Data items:
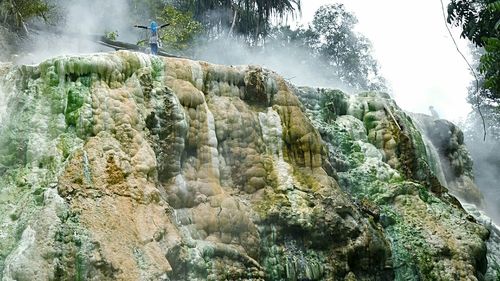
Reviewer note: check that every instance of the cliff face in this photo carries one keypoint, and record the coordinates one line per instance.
(124, 166)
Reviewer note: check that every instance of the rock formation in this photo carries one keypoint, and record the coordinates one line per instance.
(124, 166)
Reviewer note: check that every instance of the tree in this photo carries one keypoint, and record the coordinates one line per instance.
(250, 19)
(182, 31)
(333, 45)
(16, 13)
(480, 22)
(347, 52)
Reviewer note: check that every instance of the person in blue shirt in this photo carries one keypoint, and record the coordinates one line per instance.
(154, 39)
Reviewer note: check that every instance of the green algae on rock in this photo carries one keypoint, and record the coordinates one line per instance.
(124, 166)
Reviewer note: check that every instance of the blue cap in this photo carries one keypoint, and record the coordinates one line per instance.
(154, 26)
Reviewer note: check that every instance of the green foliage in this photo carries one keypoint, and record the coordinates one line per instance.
(347, 52)
(15, 13)
(183, 28)
(331, 40)
(480, 22)
(250, 19)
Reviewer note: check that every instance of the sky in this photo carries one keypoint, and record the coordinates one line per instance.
(415, 52)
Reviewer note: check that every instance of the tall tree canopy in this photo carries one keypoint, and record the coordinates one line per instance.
(249, 18)
(345, 55)
(480, 22)
(15, 13)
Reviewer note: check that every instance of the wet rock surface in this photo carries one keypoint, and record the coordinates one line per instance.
(124, 166)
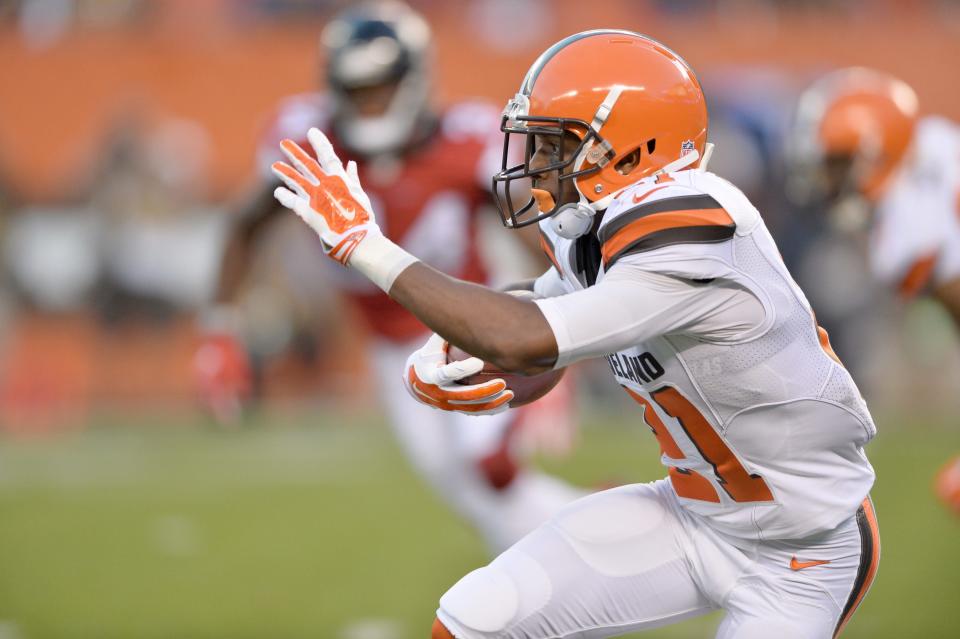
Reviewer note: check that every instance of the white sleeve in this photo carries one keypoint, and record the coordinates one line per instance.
(550, 284)
(631, 305)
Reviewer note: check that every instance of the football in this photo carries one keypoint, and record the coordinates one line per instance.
(526, 388)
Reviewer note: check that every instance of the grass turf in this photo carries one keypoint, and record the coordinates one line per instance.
(300, 528)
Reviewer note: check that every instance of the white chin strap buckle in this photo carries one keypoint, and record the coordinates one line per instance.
(573, 220)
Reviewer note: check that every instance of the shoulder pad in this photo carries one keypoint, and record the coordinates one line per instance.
(652, 215)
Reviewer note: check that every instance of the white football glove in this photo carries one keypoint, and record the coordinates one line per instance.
(431, 380)
(331, 201)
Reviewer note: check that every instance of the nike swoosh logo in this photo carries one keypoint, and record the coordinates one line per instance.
(640, 198)
(800, 565)
(348, 214)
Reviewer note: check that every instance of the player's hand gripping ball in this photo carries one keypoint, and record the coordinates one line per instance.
(432, 380)
(525, 388)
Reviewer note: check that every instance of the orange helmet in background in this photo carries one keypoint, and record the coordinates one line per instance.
(860, 114)
(624, 96)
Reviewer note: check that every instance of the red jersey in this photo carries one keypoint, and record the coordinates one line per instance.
(428, 201)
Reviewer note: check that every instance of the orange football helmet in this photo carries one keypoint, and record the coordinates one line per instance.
(861, 118)
(621, 94)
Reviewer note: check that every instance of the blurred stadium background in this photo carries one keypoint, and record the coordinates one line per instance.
(128, 131)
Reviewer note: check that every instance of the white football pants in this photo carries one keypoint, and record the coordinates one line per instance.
(631, 558)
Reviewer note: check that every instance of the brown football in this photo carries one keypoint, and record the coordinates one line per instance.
(526, 388)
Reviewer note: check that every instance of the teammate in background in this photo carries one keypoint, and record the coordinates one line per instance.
(428, 177)
(861, 150)
(669, 272)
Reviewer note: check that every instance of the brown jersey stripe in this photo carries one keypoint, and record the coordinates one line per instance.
(869, 560)
(667, 204)
(548, 249)
(665, 229)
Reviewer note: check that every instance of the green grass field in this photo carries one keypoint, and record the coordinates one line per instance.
(301, 526)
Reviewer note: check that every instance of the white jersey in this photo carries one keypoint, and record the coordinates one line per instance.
(915, 239)
(761, 428)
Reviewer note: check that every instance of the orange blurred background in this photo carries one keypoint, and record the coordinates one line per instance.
(67, 88)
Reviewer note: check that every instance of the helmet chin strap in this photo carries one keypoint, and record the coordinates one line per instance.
(576, 219)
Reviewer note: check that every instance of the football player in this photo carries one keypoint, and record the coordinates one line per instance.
(427, 182)
(860, 148)
(669, 273)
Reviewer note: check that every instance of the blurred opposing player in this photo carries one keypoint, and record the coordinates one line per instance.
(428, 183)
(669, 272)
(860, 149)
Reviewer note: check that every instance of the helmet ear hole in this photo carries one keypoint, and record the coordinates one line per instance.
(629, 162)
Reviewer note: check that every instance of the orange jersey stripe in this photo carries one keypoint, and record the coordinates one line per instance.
(644, 226)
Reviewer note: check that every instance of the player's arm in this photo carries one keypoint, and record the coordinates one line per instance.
(499, 328)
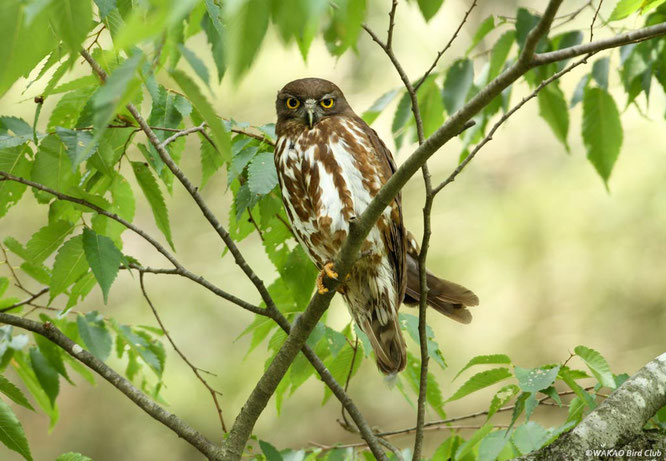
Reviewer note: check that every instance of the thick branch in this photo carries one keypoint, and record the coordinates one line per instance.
(173, 422)
(619, 418)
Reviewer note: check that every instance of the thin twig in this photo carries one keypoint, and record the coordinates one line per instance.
(27, 301)
(172, 421)
(418, 84)
(594, 18)
(195, 369)
(503, 119)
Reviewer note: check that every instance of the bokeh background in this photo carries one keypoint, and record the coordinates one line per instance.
(556, 259)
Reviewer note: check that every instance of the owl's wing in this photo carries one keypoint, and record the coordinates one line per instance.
(396, 236)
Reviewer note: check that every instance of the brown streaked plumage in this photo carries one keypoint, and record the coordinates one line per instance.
(330, 165)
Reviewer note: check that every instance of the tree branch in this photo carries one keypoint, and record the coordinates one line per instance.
(195, 370)
(173, 422)
(618, 420)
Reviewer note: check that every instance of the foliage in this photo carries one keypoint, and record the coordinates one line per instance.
(89, 151)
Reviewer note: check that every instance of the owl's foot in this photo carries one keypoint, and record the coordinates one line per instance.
(329, 271)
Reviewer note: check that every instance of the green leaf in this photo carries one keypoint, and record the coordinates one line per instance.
(94, 334)
(117, 91)
(11, 432)
(470, 443)
(220, 135)
(103, 258)
(247, 21)
(600, 72)
(261, 174)
(47, 239)
(45, 373)
(500, 53)
(553, 109)
(73, 20)
(602, 131)
(14, 393)
(70, 264)
(13, 161)
(24, 43)
(480, 381)
(52, 167)
(378, 106)
(73, 456)
(491, 445)
(459, 80)
(624, 8)
(501, 397)
(80, 144)
(153, 193)
(597, 365)
(494, 359)
(429, 8)
(270, 451)
(535, 379)
(196, 63)
(485, 27)
(529, 437)
(431, 106)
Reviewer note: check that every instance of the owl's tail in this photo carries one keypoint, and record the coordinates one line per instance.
(445, 297)
(387, 342)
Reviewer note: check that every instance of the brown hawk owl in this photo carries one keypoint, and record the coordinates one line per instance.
(330, 165)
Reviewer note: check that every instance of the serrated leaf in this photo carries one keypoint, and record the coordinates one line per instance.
(553, 109)
(197, 64)
(95, 335)
(500, 53)
(103, 258)
(501, 397)
(470, 443)
(70, 264)
(480, 381)
(13, 161)
(24, 43)
(493, 359)
(535, 379)
(457, 83)
(485, 27)
(73, 456)
(600, 72)
(14, 393)
(602, 131)
(153, 193)
(625, 8)
(491, 445)
(52, 167)
(80, 144)
(270, 451)
(220, 135)
(429, 8)
(261, 174)
(47, 239)
(45, 373)
(11, 432)
(529, 437)
(597, 365)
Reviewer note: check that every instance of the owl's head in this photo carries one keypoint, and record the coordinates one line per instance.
(309, 100)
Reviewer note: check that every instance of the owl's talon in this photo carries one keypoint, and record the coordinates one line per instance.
(329, 271)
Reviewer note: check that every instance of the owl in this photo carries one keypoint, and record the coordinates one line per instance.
(330, 164)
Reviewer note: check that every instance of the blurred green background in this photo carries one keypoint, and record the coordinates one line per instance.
(556, 260)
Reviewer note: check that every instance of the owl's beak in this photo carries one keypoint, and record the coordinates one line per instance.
(310, 106)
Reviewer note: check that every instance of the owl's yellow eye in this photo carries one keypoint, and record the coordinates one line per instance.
(326, 103)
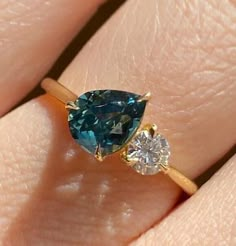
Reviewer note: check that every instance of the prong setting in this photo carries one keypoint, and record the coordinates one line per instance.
(145, 97)
(98, 154)
(148, 152)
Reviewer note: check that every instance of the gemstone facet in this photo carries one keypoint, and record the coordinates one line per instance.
(105, 120)
(148, 152)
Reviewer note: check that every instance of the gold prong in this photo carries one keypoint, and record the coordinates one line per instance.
(127, 160)
(98, 154)
(145, 97)
(151, 128)
(71, 105)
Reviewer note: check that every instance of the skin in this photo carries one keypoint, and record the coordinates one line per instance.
(53, 193)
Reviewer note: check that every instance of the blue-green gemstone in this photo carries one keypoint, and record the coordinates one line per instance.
(105, 118)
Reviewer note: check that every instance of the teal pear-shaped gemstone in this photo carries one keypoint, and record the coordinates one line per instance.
(105, 119)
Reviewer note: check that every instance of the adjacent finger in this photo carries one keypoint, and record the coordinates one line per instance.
(32, 35)
(206, 219)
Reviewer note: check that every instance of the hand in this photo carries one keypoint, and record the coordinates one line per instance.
(52, 192)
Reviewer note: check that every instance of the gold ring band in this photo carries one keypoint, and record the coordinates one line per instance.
(131, 152)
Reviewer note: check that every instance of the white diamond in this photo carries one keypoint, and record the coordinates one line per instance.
(148, 152)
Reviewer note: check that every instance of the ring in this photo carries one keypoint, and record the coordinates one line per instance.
(104, 122)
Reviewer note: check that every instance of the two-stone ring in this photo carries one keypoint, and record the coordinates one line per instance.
(107, 121)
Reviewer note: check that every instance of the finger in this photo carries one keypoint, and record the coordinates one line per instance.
(185, 108)
(206, 219)
(32, 35)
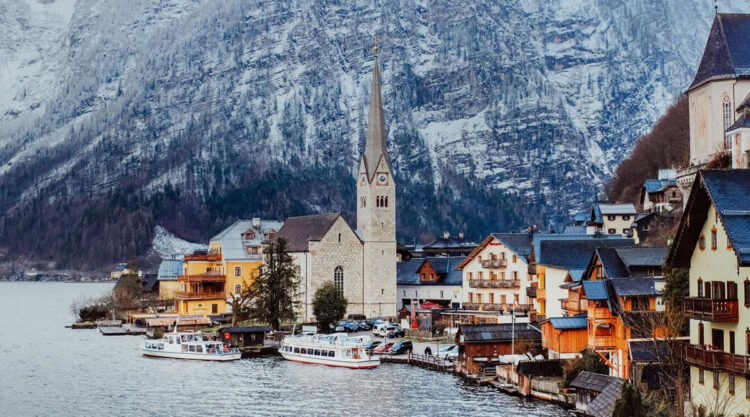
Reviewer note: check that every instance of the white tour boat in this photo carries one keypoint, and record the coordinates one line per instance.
(336, 349)
(189, 345)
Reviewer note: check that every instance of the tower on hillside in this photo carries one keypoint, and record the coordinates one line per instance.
(376, 210)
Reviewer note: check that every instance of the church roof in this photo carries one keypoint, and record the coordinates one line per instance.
(376, 145)
(727, 52)
(300, 231)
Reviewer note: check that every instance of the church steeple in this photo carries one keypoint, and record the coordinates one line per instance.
(376, 146)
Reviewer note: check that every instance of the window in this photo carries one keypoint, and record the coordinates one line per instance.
(713, 238)
(716, 379)
(338, 278)
(726, 112)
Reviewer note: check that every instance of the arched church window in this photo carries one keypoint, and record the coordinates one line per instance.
(338, 278)
(726, 112)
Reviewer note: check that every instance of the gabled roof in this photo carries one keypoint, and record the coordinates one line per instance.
(300, 231)
(728, 192)
(727, 51)
(574, 254)
(633, 287)
(568, 323)
(233, 239)
(481, 333)
(595, 290)
(407, 273)
(518, 243)
(655, 186)
(169, 270)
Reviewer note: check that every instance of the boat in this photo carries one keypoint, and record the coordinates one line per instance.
(337, 349)
(189, 345)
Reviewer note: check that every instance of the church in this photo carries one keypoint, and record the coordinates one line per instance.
(361, 262)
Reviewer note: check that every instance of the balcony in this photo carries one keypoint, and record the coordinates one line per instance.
(717, 359)
(603, 342)
(495, 283)
(205, 257)
(211, 276)
(531, 292)
(716, 310)
(200, 295)
(494, 263)
(541, 294)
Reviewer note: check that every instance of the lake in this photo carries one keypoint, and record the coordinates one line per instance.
(48, 370)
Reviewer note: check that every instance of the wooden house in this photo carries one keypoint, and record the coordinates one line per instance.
(481, 344)
(565, 337)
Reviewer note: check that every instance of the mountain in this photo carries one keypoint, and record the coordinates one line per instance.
(116, 117)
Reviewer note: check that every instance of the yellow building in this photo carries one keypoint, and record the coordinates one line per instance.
(713, 241)
(211, 279)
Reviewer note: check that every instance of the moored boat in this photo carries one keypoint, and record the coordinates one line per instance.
(189, 345)
(337, 349)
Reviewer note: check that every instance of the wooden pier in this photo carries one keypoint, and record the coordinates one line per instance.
(423, 361)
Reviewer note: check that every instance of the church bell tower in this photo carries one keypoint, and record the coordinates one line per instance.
(376, 210)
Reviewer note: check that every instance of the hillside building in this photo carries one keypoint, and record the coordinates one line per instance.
(361, 262)
(713, 241)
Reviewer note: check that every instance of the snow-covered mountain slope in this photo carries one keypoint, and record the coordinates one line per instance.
(538, 99)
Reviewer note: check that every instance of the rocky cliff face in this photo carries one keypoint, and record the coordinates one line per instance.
(484, 101)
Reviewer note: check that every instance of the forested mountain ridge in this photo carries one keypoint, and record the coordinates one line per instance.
(190, 113)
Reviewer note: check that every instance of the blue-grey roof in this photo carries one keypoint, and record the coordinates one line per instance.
(565, 323)
(727, 51)
(655, 186)
(642, 256)
(169, 270)
(518, 243)
(632, 287)
(595, 290)
(574, 254)
(407, 273)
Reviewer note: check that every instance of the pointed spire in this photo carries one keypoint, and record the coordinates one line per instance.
(376, 145)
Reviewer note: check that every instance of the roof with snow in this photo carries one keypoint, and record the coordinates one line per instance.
(727, 51)
(407, 273)
(728, 192)
(235, 239)
(300, 231)
(655, 186)
(169, 270)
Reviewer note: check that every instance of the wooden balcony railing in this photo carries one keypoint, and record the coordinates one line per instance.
(494, 263)
(603, 342)
(197, 295)
(216, 276)
(599, 313)
(495, 283)
(708, 309)
(206, 257)
(717, 359)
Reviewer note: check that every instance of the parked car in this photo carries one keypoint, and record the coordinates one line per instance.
(362, 325)
(396, 332)
(383, 348)
(400, 347)
(370, 346)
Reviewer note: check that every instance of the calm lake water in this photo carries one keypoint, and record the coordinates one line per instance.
(48, 370)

▶ _What is needed_:
Reproduce, with no other lines, the one containing "Reviewer note: check that every instance of the calm" and all lines after it through the end of the data above.

▶ _Output for this task_:
Reviewer note: check that every instance of the calm lake water in this photo carries one keypoint, and record the coordinates one line per instance.
(48, 370)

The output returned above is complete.